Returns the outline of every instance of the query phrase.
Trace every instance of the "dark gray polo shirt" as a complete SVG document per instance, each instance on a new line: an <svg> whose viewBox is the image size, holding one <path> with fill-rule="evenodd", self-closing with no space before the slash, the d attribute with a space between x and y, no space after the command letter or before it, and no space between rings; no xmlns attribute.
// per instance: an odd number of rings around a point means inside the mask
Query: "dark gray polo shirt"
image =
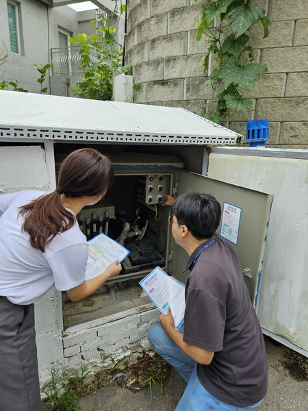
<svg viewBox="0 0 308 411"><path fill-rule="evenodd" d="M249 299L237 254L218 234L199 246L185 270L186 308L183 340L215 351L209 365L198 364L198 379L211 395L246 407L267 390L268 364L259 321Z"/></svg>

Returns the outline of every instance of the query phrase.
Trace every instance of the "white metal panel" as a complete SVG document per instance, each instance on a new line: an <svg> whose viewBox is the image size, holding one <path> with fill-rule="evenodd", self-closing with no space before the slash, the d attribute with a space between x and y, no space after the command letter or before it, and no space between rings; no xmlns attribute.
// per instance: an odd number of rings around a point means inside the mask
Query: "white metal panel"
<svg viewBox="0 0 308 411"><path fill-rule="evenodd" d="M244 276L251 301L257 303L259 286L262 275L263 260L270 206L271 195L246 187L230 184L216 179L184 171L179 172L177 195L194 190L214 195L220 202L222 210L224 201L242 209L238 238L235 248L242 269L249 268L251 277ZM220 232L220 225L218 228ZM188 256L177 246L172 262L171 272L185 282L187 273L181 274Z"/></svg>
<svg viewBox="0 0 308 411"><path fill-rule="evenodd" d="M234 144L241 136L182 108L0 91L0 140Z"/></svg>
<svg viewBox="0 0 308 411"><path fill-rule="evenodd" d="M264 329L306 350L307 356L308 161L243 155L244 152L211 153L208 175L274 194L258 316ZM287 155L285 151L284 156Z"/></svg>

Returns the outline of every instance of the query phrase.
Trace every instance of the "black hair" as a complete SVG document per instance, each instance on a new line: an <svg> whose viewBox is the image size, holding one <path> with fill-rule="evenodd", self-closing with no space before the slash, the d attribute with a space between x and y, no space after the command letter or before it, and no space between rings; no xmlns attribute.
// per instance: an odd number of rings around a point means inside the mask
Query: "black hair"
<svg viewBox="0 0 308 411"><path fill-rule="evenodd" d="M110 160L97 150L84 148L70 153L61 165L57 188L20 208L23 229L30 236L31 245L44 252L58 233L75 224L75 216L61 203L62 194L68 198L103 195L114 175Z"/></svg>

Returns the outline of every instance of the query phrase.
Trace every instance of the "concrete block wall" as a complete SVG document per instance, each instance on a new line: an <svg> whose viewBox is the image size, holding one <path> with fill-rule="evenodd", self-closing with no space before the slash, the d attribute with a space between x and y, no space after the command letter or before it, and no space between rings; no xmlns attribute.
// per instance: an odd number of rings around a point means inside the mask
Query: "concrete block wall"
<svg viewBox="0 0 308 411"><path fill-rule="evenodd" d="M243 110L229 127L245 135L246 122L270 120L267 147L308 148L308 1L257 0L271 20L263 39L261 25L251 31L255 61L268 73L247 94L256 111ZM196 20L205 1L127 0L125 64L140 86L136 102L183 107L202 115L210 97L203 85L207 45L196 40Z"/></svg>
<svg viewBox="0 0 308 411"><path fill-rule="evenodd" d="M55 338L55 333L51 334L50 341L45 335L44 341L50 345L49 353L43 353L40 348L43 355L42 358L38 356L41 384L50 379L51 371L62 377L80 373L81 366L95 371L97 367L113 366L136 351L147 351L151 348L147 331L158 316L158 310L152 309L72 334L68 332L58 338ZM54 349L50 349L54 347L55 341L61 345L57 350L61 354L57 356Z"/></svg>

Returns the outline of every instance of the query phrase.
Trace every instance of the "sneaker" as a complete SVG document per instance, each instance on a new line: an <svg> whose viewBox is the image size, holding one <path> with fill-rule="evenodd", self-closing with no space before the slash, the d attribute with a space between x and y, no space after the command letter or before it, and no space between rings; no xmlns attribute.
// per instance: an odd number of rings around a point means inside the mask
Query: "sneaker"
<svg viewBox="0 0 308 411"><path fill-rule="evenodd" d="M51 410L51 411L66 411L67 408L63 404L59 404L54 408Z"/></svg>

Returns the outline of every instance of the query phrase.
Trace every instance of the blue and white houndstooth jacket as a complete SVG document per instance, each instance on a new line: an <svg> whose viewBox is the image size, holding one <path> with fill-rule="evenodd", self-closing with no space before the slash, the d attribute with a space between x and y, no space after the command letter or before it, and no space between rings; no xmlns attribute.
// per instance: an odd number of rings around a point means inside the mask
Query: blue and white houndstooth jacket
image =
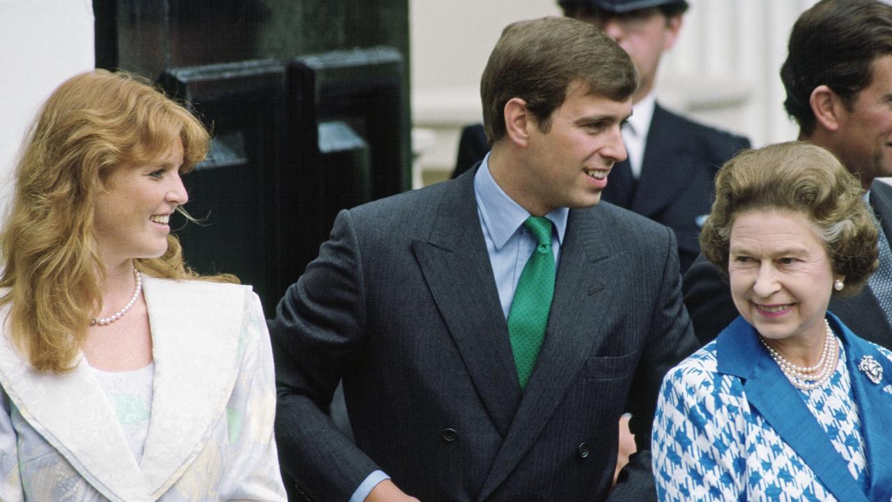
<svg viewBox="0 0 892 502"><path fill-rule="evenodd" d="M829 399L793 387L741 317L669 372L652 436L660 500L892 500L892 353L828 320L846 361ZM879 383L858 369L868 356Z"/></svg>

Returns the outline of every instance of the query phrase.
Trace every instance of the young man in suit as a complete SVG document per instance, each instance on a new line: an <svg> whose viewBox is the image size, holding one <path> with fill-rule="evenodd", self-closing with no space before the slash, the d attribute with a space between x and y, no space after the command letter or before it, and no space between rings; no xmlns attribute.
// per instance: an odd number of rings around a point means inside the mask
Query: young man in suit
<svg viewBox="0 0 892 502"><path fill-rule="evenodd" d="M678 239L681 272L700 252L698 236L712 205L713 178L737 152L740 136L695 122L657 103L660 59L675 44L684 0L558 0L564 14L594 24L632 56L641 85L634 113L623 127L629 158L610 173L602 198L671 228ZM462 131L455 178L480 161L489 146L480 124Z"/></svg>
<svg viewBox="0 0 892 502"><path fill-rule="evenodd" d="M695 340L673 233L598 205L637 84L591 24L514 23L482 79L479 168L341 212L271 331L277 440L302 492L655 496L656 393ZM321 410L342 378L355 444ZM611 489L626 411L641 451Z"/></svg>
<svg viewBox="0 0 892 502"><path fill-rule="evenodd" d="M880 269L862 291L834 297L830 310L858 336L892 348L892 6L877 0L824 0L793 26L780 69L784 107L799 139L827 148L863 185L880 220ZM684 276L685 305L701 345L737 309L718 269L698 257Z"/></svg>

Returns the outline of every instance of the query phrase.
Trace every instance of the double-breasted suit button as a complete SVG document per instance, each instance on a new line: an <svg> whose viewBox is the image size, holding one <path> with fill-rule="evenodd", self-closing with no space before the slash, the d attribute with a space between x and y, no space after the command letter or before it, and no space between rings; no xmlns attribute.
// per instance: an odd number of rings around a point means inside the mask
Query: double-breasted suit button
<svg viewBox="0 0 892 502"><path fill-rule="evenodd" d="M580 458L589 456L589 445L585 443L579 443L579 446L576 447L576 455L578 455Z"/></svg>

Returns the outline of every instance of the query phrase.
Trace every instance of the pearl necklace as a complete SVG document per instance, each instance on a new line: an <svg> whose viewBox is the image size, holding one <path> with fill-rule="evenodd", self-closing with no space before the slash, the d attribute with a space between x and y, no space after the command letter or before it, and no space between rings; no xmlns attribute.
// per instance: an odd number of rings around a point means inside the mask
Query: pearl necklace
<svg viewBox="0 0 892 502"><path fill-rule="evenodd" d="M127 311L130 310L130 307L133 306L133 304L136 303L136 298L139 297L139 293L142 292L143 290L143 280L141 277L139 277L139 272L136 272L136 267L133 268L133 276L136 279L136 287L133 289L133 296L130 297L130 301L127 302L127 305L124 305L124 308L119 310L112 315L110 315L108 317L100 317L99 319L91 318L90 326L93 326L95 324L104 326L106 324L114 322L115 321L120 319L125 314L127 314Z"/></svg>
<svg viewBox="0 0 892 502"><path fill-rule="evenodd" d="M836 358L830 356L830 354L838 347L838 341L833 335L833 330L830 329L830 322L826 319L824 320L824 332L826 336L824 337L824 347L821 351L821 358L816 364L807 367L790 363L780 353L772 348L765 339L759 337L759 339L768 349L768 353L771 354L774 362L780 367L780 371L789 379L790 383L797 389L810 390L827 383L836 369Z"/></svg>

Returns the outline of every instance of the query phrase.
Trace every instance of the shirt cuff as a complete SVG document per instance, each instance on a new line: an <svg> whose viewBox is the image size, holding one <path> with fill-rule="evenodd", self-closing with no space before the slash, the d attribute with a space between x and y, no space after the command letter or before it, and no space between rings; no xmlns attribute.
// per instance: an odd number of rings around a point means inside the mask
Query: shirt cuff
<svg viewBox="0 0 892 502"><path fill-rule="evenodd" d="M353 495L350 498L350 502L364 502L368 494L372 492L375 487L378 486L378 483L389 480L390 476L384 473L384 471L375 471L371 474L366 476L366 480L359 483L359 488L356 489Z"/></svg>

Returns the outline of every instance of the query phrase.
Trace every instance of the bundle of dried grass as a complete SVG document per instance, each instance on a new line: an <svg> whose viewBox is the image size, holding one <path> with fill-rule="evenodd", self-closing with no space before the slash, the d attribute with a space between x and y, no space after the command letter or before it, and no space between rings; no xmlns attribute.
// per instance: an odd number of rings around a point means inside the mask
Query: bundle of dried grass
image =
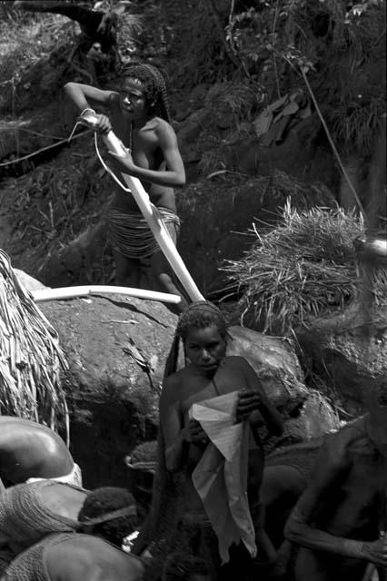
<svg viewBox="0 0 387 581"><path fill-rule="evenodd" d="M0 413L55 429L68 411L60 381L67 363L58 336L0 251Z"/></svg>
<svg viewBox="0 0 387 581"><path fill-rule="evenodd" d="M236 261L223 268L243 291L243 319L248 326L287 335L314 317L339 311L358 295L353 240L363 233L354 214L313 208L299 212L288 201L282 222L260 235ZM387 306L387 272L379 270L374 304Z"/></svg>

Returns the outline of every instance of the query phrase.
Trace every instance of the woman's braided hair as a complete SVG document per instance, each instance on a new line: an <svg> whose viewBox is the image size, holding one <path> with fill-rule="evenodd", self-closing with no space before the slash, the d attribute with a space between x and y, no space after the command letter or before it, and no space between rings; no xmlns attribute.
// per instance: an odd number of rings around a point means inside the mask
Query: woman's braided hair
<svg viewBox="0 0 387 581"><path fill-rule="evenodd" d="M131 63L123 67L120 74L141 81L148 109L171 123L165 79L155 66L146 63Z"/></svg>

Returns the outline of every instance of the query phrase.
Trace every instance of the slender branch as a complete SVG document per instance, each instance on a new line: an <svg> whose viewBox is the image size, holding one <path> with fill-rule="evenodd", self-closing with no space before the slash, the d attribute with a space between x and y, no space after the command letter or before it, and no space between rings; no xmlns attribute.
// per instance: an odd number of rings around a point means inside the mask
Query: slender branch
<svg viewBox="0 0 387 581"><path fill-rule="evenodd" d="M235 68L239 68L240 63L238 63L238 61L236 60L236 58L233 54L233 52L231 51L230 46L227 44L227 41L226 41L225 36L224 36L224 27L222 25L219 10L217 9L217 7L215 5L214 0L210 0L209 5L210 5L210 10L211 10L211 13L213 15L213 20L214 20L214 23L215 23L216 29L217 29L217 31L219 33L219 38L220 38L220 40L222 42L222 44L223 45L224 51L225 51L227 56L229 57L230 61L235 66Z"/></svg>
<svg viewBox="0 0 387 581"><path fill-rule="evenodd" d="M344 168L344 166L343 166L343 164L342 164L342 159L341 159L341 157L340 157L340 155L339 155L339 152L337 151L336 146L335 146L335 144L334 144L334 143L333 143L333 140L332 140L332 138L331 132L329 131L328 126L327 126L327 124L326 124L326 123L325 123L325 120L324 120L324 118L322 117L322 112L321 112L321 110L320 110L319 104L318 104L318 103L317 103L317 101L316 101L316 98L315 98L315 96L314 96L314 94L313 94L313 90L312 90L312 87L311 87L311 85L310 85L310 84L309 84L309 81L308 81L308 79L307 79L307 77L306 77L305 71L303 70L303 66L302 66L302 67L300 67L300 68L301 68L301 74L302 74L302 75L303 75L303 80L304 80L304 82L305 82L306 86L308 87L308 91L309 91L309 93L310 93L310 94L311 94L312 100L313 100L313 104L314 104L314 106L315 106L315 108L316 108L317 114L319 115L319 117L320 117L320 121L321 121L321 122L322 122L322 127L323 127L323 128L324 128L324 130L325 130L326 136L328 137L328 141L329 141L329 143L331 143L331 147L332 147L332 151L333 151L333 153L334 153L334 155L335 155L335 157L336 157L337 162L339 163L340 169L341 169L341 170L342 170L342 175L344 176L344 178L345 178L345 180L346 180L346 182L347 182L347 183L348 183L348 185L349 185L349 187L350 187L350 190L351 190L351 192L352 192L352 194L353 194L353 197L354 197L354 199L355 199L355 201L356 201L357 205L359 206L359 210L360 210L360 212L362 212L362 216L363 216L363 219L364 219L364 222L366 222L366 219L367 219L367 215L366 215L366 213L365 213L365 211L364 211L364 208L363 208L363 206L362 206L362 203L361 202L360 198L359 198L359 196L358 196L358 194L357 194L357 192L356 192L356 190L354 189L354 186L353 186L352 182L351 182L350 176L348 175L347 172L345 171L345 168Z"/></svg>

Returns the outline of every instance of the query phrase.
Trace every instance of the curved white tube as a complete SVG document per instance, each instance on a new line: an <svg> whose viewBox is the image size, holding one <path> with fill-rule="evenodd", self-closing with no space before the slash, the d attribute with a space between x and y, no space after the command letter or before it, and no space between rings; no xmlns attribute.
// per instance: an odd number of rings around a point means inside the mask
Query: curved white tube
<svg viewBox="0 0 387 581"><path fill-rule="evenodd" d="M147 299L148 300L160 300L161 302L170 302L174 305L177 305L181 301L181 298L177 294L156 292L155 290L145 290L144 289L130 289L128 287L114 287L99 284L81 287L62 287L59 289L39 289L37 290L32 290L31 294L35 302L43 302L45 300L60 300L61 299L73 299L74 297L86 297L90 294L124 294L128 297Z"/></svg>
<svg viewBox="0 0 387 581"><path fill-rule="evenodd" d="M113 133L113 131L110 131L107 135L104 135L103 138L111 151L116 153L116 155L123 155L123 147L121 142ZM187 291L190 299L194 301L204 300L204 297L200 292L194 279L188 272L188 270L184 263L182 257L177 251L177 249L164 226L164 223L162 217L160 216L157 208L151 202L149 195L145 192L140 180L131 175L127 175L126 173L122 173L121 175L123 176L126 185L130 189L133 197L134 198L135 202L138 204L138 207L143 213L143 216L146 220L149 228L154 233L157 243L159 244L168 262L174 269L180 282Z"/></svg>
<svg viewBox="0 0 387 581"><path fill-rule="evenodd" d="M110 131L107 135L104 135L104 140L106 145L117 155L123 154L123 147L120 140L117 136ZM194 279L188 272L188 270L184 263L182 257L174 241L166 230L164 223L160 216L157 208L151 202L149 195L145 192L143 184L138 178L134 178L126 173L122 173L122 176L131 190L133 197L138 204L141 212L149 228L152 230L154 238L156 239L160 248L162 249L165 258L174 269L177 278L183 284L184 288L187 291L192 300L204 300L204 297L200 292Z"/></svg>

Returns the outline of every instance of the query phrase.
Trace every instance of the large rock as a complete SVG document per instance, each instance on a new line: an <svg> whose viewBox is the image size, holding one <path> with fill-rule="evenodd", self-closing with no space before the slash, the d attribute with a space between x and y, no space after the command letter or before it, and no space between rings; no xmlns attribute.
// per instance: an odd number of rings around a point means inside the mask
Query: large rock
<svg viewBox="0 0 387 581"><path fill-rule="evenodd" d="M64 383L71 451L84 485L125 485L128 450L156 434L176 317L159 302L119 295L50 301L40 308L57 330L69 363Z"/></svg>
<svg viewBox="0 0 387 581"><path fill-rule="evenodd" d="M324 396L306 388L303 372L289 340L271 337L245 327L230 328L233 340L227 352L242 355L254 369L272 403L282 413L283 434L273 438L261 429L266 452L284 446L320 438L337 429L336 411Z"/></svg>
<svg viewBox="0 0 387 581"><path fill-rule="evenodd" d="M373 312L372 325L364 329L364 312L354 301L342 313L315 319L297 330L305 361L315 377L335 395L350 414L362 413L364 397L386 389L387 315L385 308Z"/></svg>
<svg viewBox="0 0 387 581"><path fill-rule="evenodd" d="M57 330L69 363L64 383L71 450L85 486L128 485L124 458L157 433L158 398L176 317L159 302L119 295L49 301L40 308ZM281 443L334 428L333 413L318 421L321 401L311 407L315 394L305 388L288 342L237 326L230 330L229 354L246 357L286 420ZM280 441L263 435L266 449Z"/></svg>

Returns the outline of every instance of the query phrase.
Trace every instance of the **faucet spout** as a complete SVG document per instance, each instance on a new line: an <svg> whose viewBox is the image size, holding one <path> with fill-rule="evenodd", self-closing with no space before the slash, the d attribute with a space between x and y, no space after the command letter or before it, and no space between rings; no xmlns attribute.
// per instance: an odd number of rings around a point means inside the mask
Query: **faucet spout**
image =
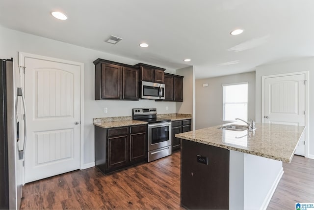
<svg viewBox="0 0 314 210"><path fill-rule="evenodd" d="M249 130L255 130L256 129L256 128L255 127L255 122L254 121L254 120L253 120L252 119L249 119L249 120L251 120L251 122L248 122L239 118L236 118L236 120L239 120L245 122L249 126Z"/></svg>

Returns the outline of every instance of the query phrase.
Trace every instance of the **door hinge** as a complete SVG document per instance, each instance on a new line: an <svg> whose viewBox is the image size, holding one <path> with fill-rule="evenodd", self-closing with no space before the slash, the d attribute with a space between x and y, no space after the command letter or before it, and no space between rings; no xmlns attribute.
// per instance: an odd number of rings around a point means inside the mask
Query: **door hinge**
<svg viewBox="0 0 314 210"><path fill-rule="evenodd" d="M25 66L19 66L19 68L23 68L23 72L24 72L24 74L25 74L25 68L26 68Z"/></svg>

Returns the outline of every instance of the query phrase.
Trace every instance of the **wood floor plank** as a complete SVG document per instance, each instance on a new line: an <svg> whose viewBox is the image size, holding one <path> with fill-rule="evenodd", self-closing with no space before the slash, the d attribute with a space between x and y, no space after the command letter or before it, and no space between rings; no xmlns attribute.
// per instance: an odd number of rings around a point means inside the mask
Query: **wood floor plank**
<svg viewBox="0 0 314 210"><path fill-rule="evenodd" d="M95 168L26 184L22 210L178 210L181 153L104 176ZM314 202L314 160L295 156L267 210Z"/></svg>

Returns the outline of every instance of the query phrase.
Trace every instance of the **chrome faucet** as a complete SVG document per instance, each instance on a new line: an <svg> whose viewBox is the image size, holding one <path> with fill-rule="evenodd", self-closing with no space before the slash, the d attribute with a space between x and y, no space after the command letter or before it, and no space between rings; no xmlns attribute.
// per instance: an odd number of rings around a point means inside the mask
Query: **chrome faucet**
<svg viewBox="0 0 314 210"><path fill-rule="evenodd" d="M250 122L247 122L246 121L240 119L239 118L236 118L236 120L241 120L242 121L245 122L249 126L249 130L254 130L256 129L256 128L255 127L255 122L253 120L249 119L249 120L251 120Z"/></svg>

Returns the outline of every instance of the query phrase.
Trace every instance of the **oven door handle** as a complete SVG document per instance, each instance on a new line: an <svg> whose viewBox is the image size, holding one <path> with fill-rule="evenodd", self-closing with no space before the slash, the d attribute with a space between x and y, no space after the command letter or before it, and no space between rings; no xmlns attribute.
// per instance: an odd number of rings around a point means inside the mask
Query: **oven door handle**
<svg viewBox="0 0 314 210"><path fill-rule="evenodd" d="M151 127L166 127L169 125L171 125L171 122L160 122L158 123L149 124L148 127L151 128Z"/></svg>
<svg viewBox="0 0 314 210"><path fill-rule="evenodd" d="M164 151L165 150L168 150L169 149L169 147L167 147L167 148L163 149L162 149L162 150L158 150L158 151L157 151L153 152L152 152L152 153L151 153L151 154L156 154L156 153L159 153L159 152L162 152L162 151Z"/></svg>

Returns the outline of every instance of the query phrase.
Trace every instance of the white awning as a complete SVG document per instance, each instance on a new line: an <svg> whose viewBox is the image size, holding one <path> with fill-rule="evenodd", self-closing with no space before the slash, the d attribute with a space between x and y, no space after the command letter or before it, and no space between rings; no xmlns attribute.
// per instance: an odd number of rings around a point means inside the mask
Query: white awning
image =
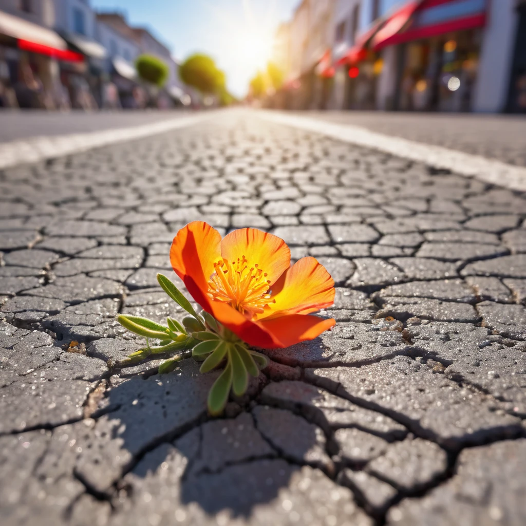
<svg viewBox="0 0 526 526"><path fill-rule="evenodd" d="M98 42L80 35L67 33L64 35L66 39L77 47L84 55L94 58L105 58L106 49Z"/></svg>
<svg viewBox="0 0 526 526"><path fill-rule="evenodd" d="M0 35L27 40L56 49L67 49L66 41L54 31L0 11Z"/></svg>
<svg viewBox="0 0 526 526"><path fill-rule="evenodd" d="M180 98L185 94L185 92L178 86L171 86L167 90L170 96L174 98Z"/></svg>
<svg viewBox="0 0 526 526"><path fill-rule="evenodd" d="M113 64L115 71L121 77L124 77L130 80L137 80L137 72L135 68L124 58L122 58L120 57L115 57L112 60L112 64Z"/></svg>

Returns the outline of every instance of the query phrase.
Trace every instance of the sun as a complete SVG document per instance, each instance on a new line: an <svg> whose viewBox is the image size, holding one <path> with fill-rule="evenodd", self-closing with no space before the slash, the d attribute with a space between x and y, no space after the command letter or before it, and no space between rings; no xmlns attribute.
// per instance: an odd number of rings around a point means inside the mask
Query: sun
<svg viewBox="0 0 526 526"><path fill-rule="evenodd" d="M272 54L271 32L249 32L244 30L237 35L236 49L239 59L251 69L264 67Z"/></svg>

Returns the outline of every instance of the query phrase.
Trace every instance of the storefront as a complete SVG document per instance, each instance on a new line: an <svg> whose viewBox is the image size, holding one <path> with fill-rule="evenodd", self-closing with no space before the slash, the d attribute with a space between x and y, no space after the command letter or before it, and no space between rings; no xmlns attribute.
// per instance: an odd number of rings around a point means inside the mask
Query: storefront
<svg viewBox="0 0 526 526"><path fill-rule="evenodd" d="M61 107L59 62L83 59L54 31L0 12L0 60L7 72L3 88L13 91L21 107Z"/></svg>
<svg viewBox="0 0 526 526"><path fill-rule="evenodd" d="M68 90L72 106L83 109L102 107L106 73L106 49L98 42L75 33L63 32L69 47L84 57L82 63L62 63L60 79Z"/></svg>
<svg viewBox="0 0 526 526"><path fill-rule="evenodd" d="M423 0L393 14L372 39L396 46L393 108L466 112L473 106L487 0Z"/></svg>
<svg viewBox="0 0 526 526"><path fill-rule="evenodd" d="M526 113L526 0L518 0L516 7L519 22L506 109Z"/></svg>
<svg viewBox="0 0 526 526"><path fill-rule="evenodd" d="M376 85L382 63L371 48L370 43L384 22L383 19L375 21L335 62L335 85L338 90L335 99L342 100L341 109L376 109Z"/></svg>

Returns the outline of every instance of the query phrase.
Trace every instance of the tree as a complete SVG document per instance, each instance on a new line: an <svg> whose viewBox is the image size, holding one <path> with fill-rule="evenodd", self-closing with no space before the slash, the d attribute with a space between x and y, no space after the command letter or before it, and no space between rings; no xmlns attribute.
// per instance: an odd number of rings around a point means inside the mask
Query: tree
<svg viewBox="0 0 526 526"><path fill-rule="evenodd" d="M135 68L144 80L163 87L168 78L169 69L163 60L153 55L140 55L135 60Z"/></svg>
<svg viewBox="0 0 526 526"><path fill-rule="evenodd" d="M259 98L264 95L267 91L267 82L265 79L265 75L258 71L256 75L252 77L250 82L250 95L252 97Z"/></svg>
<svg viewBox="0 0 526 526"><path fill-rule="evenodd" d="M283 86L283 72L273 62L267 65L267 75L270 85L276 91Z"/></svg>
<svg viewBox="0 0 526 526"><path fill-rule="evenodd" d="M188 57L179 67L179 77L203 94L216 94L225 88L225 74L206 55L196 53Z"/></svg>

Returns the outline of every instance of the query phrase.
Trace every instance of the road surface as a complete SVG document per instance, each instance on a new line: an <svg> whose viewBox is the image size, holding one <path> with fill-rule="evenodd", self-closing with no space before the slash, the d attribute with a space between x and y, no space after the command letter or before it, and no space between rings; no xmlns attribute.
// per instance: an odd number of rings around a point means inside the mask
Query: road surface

● ● ●

### [SHORT PROBLEM]
Update the rows from the first line through the line with "299L237 254L218 234L199", changing "polo shirt" to "t-shirt" and keeping everything else the same. Leave the picture out.

### [ANSWER TO THE TASK]
Returns the outline of every instance of the query phrase.
Trace every instance of the "dark gray t-shirt" as a complete SVG document per instance, each instance on a new line: an <svg> whose viewBox is the image size, holding one <path> with fill-rule="evenodd", self-closing with no space before the slash, the d attribute with a space between x and y, no space after the command letter or before it, and no space between rings; no xmlns attribute.
// per instance: an odd number of rings around a point means inside the mask
Query: "dark gray t-shirt"
image =
<svg viewBox="0 0 308 411"><path fill-rule="evenodd" d="M249 299L237 254L218 234L199 246L185 270L186 308L183 340L215 351L209 365L198 364L198 379L211 395L246 407L267 390L268 364L259 321Z"/></svg>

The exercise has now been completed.